* **Stated exercise 1**
In the listing below, reproduce word for word everything from the line containing "Guideline: for each instance of the black" down to the end of the listing, including both that first line and the last one.

* **Article**
// Given a binary tree, find a minimum path sum from root to a leaf.
//
// For example, the minimum path in this tree is[10, 5, 1, -1], which has sum 15.
//
// 10
// / \
// 5 5
// \ \
// 2 1
// /
//-1
#include <iostream>
#include <string>
#include <vector>
#include <stack>
#include <algorithm>
using namespace std;
class Node
{
public:
Node(int val)
{
data = val;
}
int data;
Node* right;
Node* left;
};
void LeafPathRecurs(Node* node, int *minSum, int currSum, Node** targetNode)
{
if (node == nullptr)
return;
currSum = currSum + node->data;
// check for leaf node
if (node->left == nullptr && node->right == nullptr)
{
if (currSum < *minSum)
{
*minSum = currSum;
*targetNode = node;
}
}
LeafPathRecurs(node->left, minSum, currSum, targetNode);
LeafPathRecurs(node->right, minSum, currSum, targetNode);
}
bool getPath(Node* root, Node* target_leaf)

[Excerpts of location labeling data]
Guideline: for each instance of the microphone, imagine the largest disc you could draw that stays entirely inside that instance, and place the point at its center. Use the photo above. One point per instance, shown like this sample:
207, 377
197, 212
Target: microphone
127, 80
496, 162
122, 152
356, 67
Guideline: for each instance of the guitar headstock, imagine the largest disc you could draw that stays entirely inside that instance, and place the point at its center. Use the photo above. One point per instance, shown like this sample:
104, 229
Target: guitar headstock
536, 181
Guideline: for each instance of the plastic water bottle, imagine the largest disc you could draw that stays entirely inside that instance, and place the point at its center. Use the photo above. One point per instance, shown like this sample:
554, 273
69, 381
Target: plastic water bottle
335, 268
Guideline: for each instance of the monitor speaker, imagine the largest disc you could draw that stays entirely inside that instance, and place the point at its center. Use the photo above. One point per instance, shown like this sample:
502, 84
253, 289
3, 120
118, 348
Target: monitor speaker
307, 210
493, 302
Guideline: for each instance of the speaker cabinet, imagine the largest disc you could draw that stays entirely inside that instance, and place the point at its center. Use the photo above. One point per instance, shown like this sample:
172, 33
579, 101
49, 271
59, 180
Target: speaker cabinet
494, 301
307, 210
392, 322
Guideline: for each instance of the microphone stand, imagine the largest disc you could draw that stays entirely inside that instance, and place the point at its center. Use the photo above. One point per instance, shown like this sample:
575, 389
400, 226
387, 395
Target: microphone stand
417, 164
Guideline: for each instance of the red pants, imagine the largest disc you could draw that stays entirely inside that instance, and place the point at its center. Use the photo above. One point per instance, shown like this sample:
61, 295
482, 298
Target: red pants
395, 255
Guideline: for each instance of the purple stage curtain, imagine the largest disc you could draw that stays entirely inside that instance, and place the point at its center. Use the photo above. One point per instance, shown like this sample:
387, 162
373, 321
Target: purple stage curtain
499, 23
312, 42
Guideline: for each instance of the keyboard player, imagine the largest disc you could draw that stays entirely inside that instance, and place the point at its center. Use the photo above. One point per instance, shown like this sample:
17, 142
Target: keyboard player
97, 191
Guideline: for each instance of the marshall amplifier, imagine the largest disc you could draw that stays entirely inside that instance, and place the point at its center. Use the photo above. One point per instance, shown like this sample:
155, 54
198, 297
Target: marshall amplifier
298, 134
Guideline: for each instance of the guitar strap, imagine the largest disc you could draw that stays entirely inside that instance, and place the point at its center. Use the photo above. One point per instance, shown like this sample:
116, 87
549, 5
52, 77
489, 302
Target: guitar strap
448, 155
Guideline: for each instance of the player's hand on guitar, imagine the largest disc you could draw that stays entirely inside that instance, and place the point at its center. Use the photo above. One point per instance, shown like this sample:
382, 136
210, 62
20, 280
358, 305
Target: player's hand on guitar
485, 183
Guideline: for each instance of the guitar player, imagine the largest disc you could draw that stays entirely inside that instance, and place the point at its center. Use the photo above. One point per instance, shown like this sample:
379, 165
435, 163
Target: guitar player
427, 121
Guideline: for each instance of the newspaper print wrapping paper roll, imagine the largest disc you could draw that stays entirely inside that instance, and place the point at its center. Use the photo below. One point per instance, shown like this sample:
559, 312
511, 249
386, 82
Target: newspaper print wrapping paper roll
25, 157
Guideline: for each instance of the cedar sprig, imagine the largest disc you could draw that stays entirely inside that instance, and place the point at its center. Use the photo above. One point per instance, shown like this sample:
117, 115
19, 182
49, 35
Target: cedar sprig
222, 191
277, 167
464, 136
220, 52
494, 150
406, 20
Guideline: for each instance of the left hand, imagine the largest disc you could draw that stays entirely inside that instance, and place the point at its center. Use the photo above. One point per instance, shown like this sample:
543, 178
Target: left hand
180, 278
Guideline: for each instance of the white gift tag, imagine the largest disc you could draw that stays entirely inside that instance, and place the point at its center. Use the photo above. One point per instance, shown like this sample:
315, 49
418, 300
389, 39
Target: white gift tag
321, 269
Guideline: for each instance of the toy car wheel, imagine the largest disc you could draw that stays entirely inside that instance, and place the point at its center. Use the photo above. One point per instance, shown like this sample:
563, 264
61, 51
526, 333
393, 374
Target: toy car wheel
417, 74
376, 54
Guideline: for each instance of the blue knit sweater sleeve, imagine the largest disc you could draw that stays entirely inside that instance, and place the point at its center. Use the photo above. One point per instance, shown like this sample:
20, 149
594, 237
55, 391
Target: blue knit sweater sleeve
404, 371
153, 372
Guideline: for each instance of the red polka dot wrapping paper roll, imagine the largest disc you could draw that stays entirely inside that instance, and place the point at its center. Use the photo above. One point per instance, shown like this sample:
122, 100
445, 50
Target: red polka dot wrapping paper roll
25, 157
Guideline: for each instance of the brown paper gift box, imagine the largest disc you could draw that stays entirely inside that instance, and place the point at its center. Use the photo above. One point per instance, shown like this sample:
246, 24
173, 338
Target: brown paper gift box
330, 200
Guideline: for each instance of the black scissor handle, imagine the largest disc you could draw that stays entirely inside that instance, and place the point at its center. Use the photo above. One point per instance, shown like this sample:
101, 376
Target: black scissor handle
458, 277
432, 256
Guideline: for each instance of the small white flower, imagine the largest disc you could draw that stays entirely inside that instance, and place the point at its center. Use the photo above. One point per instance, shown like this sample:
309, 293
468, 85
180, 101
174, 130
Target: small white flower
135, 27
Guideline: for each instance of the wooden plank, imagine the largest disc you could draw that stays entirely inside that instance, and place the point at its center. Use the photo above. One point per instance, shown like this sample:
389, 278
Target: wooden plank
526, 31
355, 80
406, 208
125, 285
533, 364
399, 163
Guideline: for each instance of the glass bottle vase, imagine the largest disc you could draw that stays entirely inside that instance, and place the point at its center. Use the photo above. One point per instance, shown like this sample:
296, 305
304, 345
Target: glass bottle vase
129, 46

* **Stated exercise 2**
Quote the whole minimum path sum code above, unchanged.

* **Written answer 1**
Guideline: for each instance of the black scissor handle, imagine the largest disc you could draw that stays entirely inside that instance, and place the point at its center. Use the photo above. One point per instance, shown like this sample:
101, 376
Target: black scissor handle
458, 277
432, 256
Guideline: for each instance of the small white flower, imagine the largest disc you could draw that stays entirely inside that instance, and place the point at its center. Use the photo above. One point per instance, shown like this sample:
309, 293
468, 85
180, 101
174, 130
Target: small white flower
135, 27
Guideline: for each instance of the wooden plank, imagine the largest disc you could draw that stays entirely inside that instance, and place the point at its center. Use the photo above. One point per instance, shown like this sample:
389, 278
Target: wooden plank
526, 31
355, 80
406, 208
125, 285
533, 364
399, 163
Guideline: for each instance of the glass bottle vase, imagine the largest disc you could draw that stays entirely inside that instance, and place the point at its center. Use the photo above. One point per instance, shown like this sample:
296, 305
304, 345
Target: glass bottle vase
129, 46

* **Written answer 2**
// Given a binary tree, find a minimum path sum from root to a leaf.
//
// For example, the minimum path in this tree is[10, 5, 1, -1], which has sum 15.
//
// 10
// / \
// 5 5
// \ \
// 2 1
// /
//-1
#include <iostream>
#include <string>
#include <vector>
#include <stack>
#include <algorithm>
using namespace std;
class Node
{
public:
Node(int val)
{
data = val;
}
int data;
Node* right;
Node* left;
};
void LeafPathRecurs(Node* node, int *minSum, int currSum, Node** targetNode)
{
if (node == nullptr)
return;
currSum = currSum + node->data;
// check for leaf node
if (node->left == nullptr && node->right == nullptr)
{
if (currSum < *minSum)
{
*minSum = currSum;
*targetNode = node;
}
}
LeafPathRecurs(node->left, minSum, currSum, targetNode);
LeafPathRecurs(node->right, minSum, currSum, targetNode);
}
bool getPath(Node* root, Node* target_leaf)